Requirements »
Write out word for word the lines of the entries that fall between the line holding "Where can you see the reddish" and the line holding "column 560, row 227", inclusive.

Data »
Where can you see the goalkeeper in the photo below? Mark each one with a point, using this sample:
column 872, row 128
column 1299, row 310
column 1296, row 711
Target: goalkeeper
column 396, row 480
...
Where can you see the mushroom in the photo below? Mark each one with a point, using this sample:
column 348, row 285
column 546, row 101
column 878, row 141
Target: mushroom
---
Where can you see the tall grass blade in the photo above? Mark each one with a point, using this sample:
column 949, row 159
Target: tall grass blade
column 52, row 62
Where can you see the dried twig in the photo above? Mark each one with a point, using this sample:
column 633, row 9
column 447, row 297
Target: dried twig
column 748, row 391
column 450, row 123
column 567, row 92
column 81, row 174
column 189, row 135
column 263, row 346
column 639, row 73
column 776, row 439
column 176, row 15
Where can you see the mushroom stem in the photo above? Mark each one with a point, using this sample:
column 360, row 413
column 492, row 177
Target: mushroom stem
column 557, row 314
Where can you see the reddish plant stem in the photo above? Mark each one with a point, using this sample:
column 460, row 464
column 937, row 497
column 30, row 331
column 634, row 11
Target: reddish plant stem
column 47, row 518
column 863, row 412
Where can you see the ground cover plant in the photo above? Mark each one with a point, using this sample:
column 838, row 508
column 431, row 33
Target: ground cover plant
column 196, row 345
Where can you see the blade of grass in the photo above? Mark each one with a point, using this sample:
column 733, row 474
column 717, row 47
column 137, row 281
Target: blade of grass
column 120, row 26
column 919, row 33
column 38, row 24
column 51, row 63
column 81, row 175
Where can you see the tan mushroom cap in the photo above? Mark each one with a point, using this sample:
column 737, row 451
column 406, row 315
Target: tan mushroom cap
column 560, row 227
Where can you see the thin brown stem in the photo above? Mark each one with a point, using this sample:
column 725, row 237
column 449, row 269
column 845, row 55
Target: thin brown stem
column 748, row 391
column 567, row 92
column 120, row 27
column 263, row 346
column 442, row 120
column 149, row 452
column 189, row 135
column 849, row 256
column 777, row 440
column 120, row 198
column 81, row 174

Solution to the exercise »
Where can you see the reddish plant stem in the photo above? Mark each one with a point, using this sample:
column 460, row 464
column 937, row 497
column 30, row 331
column 634, row 11
Target: reddish plant stem
column 47, row 518
column 863, row 412
Where can you see the ground cover plant in the photo above? Mark each one with a point, using this sample:
column 838, row 508
column 431, row 33
Target: ground cover plant
column 196, row 345
Where can you see the blade of grass in the photo above? Mark each one with a point, using this sample:
column 733, row 474
column 717, row 47
column 137, row 281
Target: blade of grass
column 120, row 26
column 919, row 33
column 38, row 24
column 51, row 63
column 81, row 175
Where can you see the tan mushroom cap in the photo above? Mark each one with a point, using this sample:
column 737, row 451
column 406, row 315
Target: tan mushroom cap
column 560, row 227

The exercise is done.